Image annotation data:
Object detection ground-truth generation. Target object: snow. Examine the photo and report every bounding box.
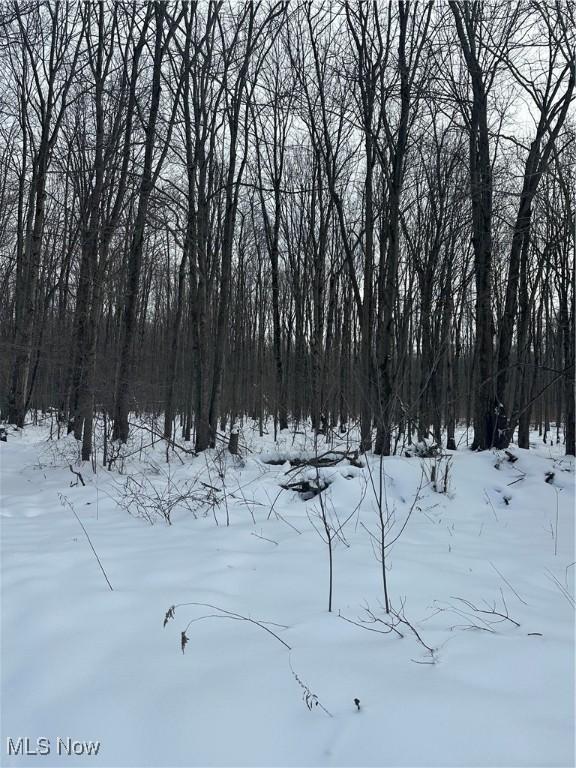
[0,427,576,768]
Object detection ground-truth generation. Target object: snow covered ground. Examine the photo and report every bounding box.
[0,427,576,768]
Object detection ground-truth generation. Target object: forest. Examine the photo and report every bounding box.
[0,0,576,768]
[0,0,576,463]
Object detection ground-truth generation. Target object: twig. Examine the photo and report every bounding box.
[58,493,114,592]
[68,464,86,487]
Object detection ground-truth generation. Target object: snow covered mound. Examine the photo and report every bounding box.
[0,428,576,767]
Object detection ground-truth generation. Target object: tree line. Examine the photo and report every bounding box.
[0,0,576,460]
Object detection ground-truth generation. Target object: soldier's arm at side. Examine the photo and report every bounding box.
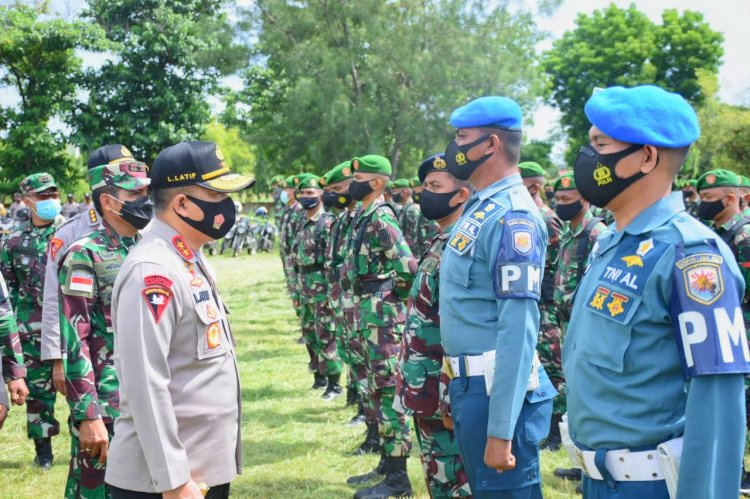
[112,263,192,492]
[58,247,103,422]
[677,374,745,499]
[0,276,26,381]
[41,236,65,361]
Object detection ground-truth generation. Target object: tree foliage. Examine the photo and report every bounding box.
[224,0,541,182]
[543,4,723,161]
[0,4,102,193]
[71,0,246,162]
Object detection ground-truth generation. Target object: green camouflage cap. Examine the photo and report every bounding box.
[554,173,578,192]
[352,154,393,177]
[518,161,546,178]
[88,160,151,191]
[21,173,57,194]
[696,169,741,191]
[320,161,352,186]
[297,173,321,192]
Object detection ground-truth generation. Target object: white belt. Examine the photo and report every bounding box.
[448,350,495,377]
[575,447,664,482]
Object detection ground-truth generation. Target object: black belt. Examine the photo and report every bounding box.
[297,263,324,274]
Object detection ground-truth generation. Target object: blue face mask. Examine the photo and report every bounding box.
[34,199,61,221]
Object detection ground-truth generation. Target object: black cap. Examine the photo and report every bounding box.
[89,144,134,170]
[151,141,255,192]
[418,153,450,184]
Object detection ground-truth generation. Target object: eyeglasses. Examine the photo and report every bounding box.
[33,191,60,201]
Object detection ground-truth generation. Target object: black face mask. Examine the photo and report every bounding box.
[419,189,463,220]
[108,196,154,230]
[555,199,583,222]
[698,198,725,220]
[323,192,352,210]
[177,194,237,240]
[297,197,320,210]
[445,134,491,180]
[349,180,375,201]
[573,144,646,208]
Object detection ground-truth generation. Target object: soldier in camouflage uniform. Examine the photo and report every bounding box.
[394,154,471,498]
[540,173,607,480]
[279,175,306,324]
[321,161,364,414]
[518,161,562,450]
[696,169,750,490]
[347,155,416,499]
[58,160,153,498]
[0,173,60,469]
[294,175,342,400]
[682,179,701,218]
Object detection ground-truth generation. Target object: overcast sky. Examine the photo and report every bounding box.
[0,0,750,146]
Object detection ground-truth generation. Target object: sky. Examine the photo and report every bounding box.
[0,0,750,146]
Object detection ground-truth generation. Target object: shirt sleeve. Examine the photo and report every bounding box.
[58,245,103,421]
[677,374,746,499]
[41,234,65,360]
[0,275,26,378]
[487,212,546,440]
[112,263,192,492]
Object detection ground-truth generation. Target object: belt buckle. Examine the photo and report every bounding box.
[575,445,591,477]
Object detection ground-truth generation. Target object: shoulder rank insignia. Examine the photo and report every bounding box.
[172,236,195,261]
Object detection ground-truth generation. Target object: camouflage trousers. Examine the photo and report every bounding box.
[414,417,471,499]
[65,423,115,499]
[302,301,341,376]
[357,324,411,457]
[536,325,567,415]
[19,331,60,438]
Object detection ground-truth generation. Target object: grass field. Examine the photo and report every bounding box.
[0,254,580,499]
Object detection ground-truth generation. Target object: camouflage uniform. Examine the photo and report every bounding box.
[58,162,150,499]
[0,274,26,383]
[0,217,60,438]
[393,227,471,498]
[544,210,607,415]
[536,204,563,406]
[347,203,416,457]
[293,207,341,376]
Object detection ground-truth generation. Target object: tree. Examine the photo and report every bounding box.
[224,0,554,184]
[70,0,247,162]
[682,72,750,178]
[543,4,723,164]
[0,3,102,193]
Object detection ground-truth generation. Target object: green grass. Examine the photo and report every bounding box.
[0,254,580,499]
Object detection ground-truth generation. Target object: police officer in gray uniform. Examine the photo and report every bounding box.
[42,144,133,395]
[106,142,255,499]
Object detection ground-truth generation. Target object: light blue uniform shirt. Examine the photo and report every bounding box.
[440,175,557,440]
[563,193,750,499]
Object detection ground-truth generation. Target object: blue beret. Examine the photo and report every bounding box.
[451,97,521,131]
[584,85,701,149]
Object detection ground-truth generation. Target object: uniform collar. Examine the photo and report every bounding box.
[470,173,523,201]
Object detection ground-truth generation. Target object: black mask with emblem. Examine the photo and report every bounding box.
[573,144,646,208]
[175,194,237,240]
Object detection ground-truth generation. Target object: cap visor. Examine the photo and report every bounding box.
[198,173,255,192]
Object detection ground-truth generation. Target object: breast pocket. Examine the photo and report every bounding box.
[195,300,230,360]
[577,286,642,373]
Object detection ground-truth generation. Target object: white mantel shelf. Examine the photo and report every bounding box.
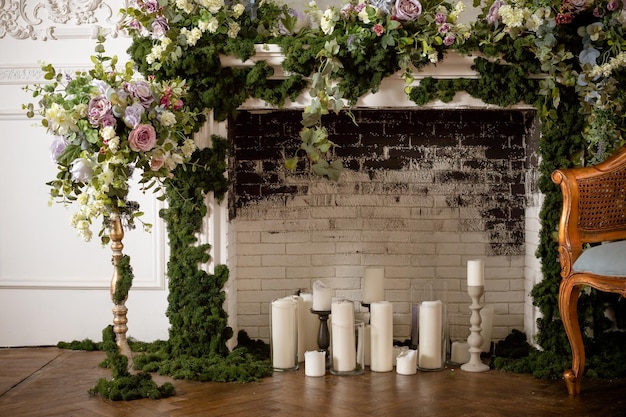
[221,44,533,111]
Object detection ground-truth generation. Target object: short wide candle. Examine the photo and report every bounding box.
[467,259,485,287]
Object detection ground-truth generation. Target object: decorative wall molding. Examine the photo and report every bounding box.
[0,0,128,41]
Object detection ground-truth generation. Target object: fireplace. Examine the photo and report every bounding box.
[205,48,541,341]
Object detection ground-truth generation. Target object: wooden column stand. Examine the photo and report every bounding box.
[461,285,489,372]
[109,211,133,369]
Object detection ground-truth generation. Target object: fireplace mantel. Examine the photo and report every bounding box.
[221,44,534,110]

:: YOUR OBJECTIVE ::
Please reproduce the material above line for line, leaving out the pictures.

:: SOLUTION TO THE PROBLEM ::
Object detection ground-truth generation. Target object: snow. Examine the photo and report every bounding box.
[0,427,576,768]
Object detection ground-truth generation. Target object: snow covered ground. Examine the photo and report every bounding box.
[0,427,576,768]
Object detection ground-truth generation. Target object: forest. Examine the photo and report every bounding box.
[0,0,576,768]
[0,0,576,463]
Object detection ground-truth generation. Target object: twig. Examine the photo and report every bounding box.
[58,493,114,592]
[68,464,86,487]
Object detection ground-truth generation. Target object: snow covered mound. Examine the photo and report every bounding box.
[0,428,576,767]
Object detection ground-truth generation. Target object: tree line. Examine the photo and report every bounding box.
[0,0,576,460]
Object detection ground-truth generation. Target object: soldier's arm at side. Examine the photo and report every bounding box.
[112,263,192,492]
[58,247,103,422]
[677,374,745,499]
[0,276,26,381]
[41,236,65,361]
Object detection ground-truth generation. Target object: tree foliage. Examine the photo and report every bounding box.
[224,0,541,182]
[543,4,723,161]
[0,4,102,193]
[71,0,246,162]
Object detection ground-truth generation. Target object: green camouflage cap. Examine the photo and report every bounding box.
[554,173,578,192]
[352,154,393,177]
[518,161,546,178]
[88,160,151,191]
[21,173,57,194]
[696,169,741,191]
[320,161,352,186]
[297,173,321,192]
Object detection ground-truth generation. Target object: white belt. Examine the photo and report every bounding box.
[448,350,495,377]
[575,447,664,482]
Object detection ground-truth generation. Target object: black belt. Examine the photo and report every bounding box.
[297,263,324,274]
Object detection ground-truth generation. Target object: blue face mask. Examine the photo and report every bounding box.
[34,199,61,221]
Object detection ground-truth generation. Target object: black cap. Examine the photo and report every bounding box.
[89,144,134,170]
[151,141,255,192]
[418,153,450,184]
Object detection ground-truth generation. Target object: eyeglasses. Examine the photo and report every bounding box.
[33,191,60,201]
Object detection ground-truth generation. Target object: black face mask. Examine the photo and report every bounding box.
[419,189,463,220]
[108,196,154,230]
[555,199,583,222]
[698,198,725,220]
[323,192,352,210]
[177,194,237,240]
[297,197,320,210]
[445,134,491,180]
[349,180,375,201]
[573,144,646,208]
Object detection ground-truth generation. Target object: soldier in camouflage uniform. Examine the photo and report every bounding box.
[394,154,471,498]
[540,173,607,480]
[279,175,306,324]
[321,161,364,414]
[518,161,562,450]
[696,169,750,490]
[347,155,416,499]
[58,160,153,498]
[0,173,60,469]
[294,175,342,400]
[682,179,701,218]
Object detection ground-truth generation. Target object: overcast sky. Examine the photo and report every bounding box.
[0,0,750,146]
Object detection ground-truth generation. Target object: sky. Examine the photo and report every bounding box.
[0,0,750,146]
Object detection ground-truth generation. Target object: shirt sleeve. Examine the photo and report every bounding box.
[58,245,103,421]
[677,374,746,499]
[41,234,65,360]
[0,275,26,378]
[487,212,546,440]
[112,263,192,492]
Object detection ground-truth generation. Target object: belt buckle. Examine the photo and report every bounding box.
[575,445,591,477]
Object detection ground-truth generation. Target object: shoulder rank insignia. Examine the photo and report every bounding box.
[172,236,195,261]
Object detection ground-truth generation. Target object: camouflage trousers. Examine the photo and report every bounding box.
[414,417,471,499]
[65,423,115,499]
[302,301,341,376]
[357,324,411,457]
[536,325,567,415]
[19,331,60,438]
Object detection ground-truth generation. Target object: grass field. Examine the photo and report every bounding box.
[0,254,580,499]
Object detection ground-truth generation. Target object: camouflage uniform. Examine the photo and report every bounding box.
[58,162,150,499]
[0,274,26,383]
[0,217,60,438]
[393,227,471,498]
[544,210,607,415]
[536,204,563,406]
[347,203,416,457]
[293,207,341,376]
Object detection ground-truth generation. Target object: tree. Examine the photo and report every bounding box.
[224,0,554,184]
[70,0,247,162]
[682,72,750,178]
[543,4,723,164]
[0,3,102,193]
Object detection ground-truth generation. Target object: green grass. Examine the photo and report every bounding box.
[0,254,580,499]
Object detection ground-truth generation. Target object: police officer in gray uniform. Examine the photo and report every bounding box.
[42,144,133,395]
[106,142,255,499]
Object detection ground-truth generation. Target object: light blue uniform shirt. Examine the photo and report every bounding box.
[440,175,557,440]
[563,193,750,499]
Object detection ground-truth generation. Target object: blue beret. Examine the photo and report every bounding box.
[451,97,521,131]
[584,85,701,149]
Object detection ground-truth generation. Target object: uniform collar. Examine the photo and report every bounding box.
[470,173,523,201]
Object detection ground-truth generation. Target object: black mask with emblem. Examine the photo and report every bounding box.
[573,144,646,208]
[175,194,237,240]
Object detection ground-truth generation. Target object: cap visor. Examine the photo and report every bounding box.
[198,173,255,192]
Object detection ground-truth generation. Target object: breast pocket. Examine the photo and report every bounding box.
[195,300,230,360]
[577,286,642,373]
Object detection ground-truth generation. Target object: white mantel shelf. Examine the photo and report every bounding box.
[221,44,533,111]
Object detection ground-truth generation. Target object: short wide candle. Examine the photo and report every bounding box.
[467,259,485,287]
Object detection ground-truth generation. Target object: decorative wall molding. Examine the photo and report every bounding box.
[0,0,128,41]
Object detection ground-truth generation. Target object: fireplace. Examine the photo and report every bounding box.
[205,48,541,341]
Object detection ground-truth generation. Target object: wooden column stand. Examine the photo and report every bounding box.
[461,285,489,372]
[109,211,133,369]
Object detection ground-truth generation. Target object: fireplace mantel. Examine the photo and report every bounding box.
[221,44,534,110]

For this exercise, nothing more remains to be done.